▶ [PAGE EXTRACT]

Publication WO 2017/082739 discloses a knuckle-boom crane comprising a main boom rotatably connected to a crane housing. A main boom luffing means in form of cylinders enables a luffing motion of the main boom relative to the crane housing. The cylinders may be of hydraulic or electric type. Furthermore, a knuckle boom is connected to the main boom and operable by tension wire ropes running through sheaves and connected to a winch. The system is complicated and the wire ropes are exposed to wear and reduces the reliability of the crane.

The publication US 3,666,120 discloses a crane comprising a boom assembly pivotally supported on a rotatable base. A pair of axially spaced gear segments are arranged for driving the boom assembly. The gear segments are fixed to the boom assembly and driven by a drive train connected to a worm situated on the base. The worm is activated through an electrically driven motor, such that it drives the drive train for rotating the gear segments. The crane of US 3,666,120 comprises a complicated gear system. For lifting heavy items, the crane has to be constructed quite heavy in weight and the connection between the gear segment and the drive train need to take on heavy loads. The crane further has many complicated mechanical systems, thereby increasing the possibility of wear and corrosion.

Additionally, the system does not have proper redundancy in case of a failure in the gear system.

It is therefore an object of the present invention to provide a lifting system with reduced overall weight, fuel consumption and maintenance cost without reducing the operability strength of the lifting system.

It is another object of the present invention to provide a lifting system which reduces the harmful spill of oil to the environment.

It is yet another object of the present invention to provide a lifting system that increases flexibility, i.e. is easy to move between different locations.

It is yet another object of the present invention to provide a l ifting system has different operation modes and with reduced power consumption during operation.

It is yet another object of the present invention to provide a lifting system that increased reliability and maintains increased availability.

The invention is related to an offshore lifting system comprising at least a first lifting element connected to a second lifting element at a pivot connection. Which second lifting element is moveable relative to the first lifting element by means of at least one pivot system.

Wherein each of the pivot system comprises:

- at least one gear section, and

- at least one first pinion for interacting with each gear section.

The at least one first pinion is operated by at least one motor for relative movement between said pinion and the gear section, along an outer curvature of the gear section. Each gear section comprises an inner curvature situated between the outer curvature and the pivot connection (hence, closer to the pivot connection) and in parallel to the outer curvature, and wherein at least one second pinion is operated by the at least one motor, for relative movement between the at least one second pinion and the gear section, along the inner curvature of the gear section.

▶ [EXERCISES]
1. List each object of the present invention that the lifting-system text states.
2. Reproduce the stretch of the lifting-system text from "It is another" through "one pivot system.", substituting "aim" for "object".

▶ [DATA SECTION]
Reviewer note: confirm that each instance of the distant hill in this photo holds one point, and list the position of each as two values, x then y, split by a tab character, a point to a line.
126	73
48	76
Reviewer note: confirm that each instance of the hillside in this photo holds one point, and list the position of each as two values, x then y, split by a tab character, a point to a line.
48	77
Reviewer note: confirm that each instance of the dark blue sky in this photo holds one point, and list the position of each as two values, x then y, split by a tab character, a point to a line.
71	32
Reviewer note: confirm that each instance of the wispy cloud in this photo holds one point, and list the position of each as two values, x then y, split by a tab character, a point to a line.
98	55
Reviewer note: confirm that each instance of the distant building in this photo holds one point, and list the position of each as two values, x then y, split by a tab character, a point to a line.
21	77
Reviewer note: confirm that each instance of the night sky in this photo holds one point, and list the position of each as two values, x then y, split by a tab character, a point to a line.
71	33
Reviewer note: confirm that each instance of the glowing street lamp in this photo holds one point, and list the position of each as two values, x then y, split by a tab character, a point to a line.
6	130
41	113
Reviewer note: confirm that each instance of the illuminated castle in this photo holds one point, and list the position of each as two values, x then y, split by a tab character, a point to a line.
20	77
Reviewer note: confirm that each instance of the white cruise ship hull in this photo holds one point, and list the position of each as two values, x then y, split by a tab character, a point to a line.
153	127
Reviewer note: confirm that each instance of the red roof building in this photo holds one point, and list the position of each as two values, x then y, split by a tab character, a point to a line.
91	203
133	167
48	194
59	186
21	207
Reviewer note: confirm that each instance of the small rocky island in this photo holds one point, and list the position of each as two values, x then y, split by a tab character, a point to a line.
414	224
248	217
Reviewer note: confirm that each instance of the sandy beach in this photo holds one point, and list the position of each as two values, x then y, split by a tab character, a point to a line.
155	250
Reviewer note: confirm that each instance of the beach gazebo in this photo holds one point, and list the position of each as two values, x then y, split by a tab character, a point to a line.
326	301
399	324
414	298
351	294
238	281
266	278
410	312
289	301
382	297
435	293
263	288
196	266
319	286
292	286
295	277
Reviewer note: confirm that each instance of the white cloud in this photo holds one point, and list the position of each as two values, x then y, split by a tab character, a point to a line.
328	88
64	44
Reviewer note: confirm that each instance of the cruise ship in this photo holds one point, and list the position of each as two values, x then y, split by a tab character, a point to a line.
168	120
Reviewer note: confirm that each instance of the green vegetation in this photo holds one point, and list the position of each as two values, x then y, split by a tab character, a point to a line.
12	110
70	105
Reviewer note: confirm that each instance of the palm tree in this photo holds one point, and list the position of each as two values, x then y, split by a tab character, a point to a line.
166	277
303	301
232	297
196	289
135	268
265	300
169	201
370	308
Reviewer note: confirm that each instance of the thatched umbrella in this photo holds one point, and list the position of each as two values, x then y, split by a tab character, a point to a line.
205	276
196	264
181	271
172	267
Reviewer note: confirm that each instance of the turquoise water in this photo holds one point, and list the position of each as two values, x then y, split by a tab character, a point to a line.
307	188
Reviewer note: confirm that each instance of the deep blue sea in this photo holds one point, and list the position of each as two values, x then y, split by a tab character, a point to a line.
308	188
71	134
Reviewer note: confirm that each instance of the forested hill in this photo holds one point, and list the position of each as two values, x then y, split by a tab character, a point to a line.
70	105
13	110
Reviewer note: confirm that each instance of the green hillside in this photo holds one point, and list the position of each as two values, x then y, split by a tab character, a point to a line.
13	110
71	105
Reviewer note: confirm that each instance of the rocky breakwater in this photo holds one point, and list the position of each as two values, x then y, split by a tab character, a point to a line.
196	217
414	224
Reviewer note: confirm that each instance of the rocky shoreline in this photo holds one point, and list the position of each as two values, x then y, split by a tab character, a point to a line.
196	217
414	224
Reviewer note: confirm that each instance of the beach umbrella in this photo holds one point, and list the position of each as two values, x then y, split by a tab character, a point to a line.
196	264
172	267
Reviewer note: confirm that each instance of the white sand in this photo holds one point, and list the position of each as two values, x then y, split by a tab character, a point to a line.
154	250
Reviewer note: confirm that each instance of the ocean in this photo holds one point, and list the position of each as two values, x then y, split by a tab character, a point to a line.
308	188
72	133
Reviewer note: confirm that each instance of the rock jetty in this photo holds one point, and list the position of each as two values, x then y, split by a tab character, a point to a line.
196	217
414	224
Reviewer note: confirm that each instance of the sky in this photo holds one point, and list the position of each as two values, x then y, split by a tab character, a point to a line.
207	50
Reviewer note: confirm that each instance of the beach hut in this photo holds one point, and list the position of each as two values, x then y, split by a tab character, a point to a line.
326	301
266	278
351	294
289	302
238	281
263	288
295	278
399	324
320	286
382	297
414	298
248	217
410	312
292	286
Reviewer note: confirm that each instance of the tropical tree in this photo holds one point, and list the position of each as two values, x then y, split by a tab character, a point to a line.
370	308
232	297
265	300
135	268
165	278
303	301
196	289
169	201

▶ [RESULTS IN ORDER]
1.
- A lifting system with reduced overall weight, fuel consumption and maintenance cost without reducing the operability strength of the lifting system
- A lifting system which reduces the harmful spill of oil to the environment
- A lifting system that increases flexibility, i.e. is easy to move between different locations
- A lifting system that has different operation modes and reduced power consumption during operation
- A lifting system that has increased reliability and maintains increased availability

2.
It is another aim of the present invention to provide a lifting system which reduces the harmful spill of oil to the environment.

It is yet another aim of the present invention to provide a lifting system that increases flexibility, i.e. is easy to move between different locations.

It is yet another aim of the present invention to provide a l ifting system has different operation modes and with reduced power consumption during operation.

It is yet another aim of the present invention to provide a lifting system that increased reliability and maintains increased availability.

The invention is related to an offshore lifting system comprising at least a first lifting element connected to a second lifting element at a pivot connection. Which second lifting element is moveable relative to the first lifting element by means of at least one pivot system.